Stored data entries
_ _ _
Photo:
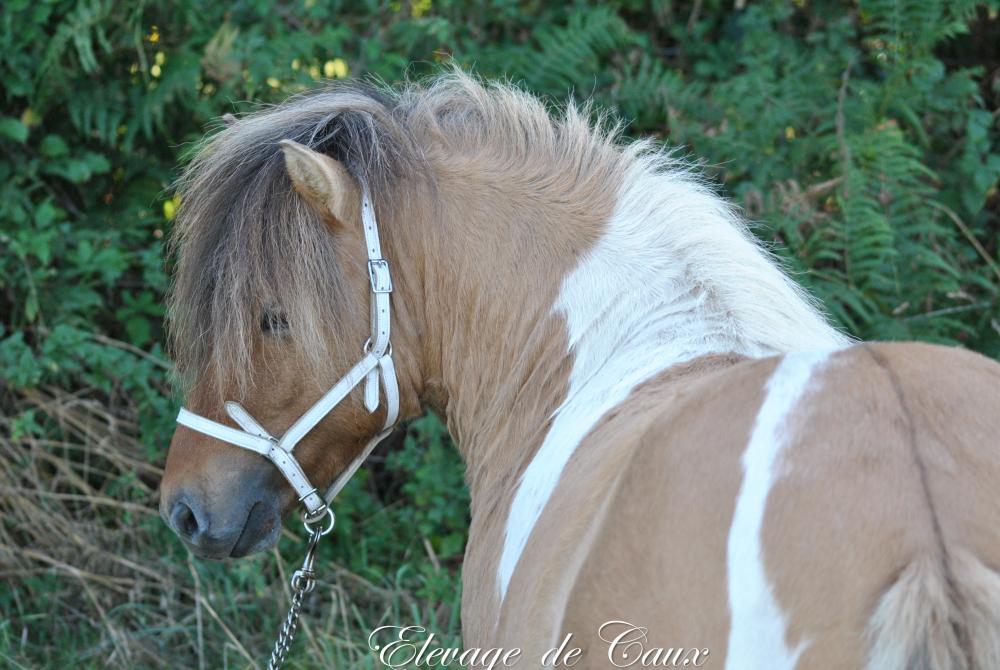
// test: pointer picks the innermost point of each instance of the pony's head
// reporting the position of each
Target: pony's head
(270, 305)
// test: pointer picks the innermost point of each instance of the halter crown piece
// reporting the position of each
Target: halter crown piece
(375, 367)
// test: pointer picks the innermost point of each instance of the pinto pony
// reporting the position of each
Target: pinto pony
(659, 427)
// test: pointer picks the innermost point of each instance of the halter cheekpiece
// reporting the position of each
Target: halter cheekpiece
(374, 368)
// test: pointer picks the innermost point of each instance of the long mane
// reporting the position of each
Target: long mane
(245, 242)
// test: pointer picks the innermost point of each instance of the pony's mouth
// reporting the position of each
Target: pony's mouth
(260, 532)
(217, 535)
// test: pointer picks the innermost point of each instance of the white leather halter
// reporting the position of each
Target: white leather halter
(374, 366)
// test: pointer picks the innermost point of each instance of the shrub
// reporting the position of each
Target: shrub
(862, 135)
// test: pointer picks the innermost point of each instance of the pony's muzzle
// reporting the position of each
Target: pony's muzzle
(225, 526)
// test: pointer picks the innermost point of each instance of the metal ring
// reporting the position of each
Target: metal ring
(368, 347)
(309, 520)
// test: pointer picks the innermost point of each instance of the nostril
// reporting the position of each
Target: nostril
(184, 520)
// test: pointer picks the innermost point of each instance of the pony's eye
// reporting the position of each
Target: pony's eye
(273, 322)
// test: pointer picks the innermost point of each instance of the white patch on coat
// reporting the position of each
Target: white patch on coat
(757, 625)
(675, 276)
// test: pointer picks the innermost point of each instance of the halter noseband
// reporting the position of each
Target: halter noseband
(374, 367)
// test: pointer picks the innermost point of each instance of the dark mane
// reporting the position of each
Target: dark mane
(246, 243)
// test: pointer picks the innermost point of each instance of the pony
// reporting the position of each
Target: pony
(666, 443)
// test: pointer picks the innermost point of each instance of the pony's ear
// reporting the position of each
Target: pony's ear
(324, 183)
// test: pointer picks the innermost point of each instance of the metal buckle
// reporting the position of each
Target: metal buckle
(378, 275)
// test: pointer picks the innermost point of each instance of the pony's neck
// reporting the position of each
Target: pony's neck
(544, 312)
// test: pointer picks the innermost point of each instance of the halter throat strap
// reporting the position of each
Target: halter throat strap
(375, 370)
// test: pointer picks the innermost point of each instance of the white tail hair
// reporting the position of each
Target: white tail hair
(927, 622)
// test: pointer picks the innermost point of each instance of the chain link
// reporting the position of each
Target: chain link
(303, 582)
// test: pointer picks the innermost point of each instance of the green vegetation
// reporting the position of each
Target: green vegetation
(863, 135)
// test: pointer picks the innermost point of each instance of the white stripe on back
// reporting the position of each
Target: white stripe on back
(757, 625)
(654, 292)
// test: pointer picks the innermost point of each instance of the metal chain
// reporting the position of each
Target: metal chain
(303, 582)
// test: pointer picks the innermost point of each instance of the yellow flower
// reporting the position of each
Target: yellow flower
(420, 7)
(170, 208)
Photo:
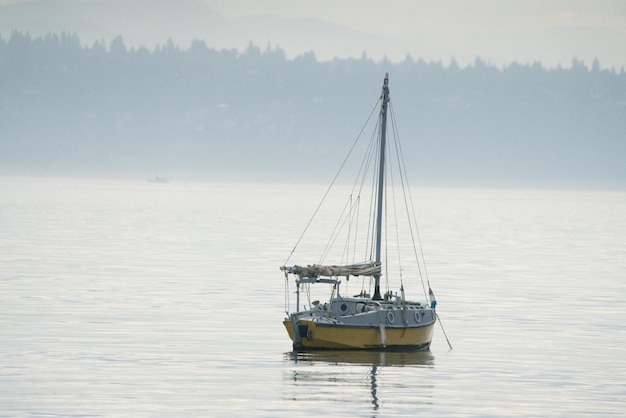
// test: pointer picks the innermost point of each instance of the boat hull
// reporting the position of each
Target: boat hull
(340, 336)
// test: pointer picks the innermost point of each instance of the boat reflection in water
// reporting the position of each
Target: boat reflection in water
(375, 380)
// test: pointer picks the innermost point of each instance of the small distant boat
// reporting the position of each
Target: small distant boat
(378, 321)
(158, 179)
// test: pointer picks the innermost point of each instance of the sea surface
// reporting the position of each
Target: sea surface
(129, 298)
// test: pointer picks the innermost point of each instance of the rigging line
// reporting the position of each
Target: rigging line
(406, 188)
(338, 226)
(395, 217)
(356, 140)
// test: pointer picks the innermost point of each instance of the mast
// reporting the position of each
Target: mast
(381, 180)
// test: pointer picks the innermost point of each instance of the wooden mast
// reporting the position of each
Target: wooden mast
(381, 180)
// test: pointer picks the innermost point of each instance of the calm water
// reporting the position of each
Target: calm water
(139, 299)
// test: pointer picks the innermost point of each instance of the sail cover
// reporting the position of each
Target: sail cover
(368, 268)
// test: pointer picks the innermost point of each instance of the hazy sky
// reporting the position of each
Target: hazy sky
(501, 31)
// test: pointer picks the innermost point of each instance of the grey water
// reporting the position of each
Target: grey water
(129, 298)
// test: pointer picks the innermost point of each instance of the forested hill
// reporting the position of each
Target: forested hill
(207, 114)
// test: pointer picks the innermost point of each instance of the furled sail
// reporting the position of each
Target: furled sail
(368, 268)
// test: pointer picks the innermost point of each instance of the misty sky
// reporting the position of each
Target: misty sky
(500, 32)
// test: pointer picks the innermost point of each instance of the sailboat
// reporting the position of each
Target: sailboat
(365, 321)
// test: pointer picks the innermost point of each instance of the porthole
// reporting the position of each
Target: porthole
(390, 317)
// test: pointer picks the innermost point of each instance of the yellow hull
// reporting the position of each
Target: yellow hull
(326, 336)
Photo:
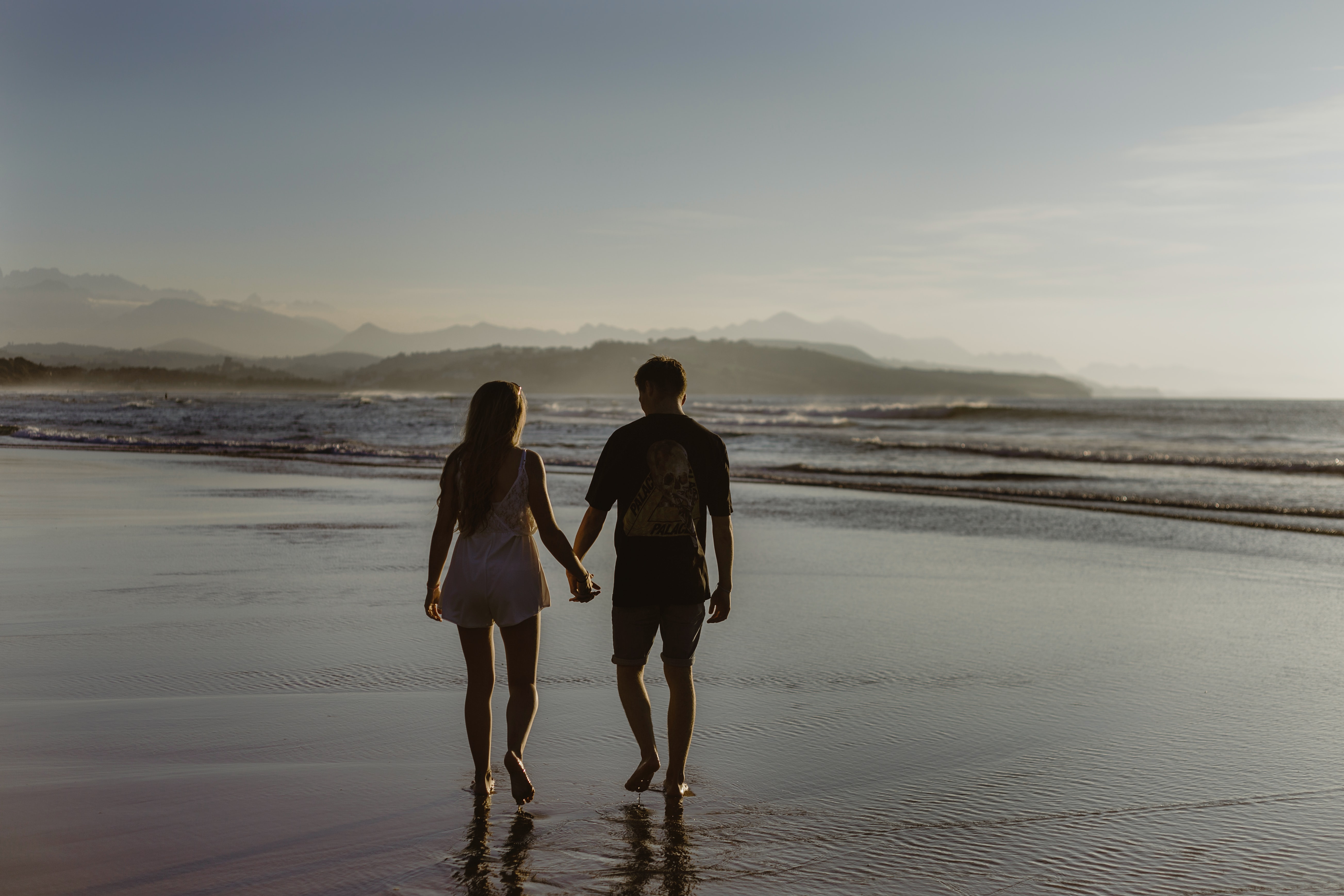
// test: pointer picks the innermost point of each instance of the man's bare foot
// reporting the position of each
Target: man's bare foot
_ _ _
WHAT TO PRODUCE. For each line of the data that has the word "foot", report that line.

EXERCISE OUTPUT.
// test: pointer picks the innermost point of each instance of the man's bare foot
Target: man's bare foot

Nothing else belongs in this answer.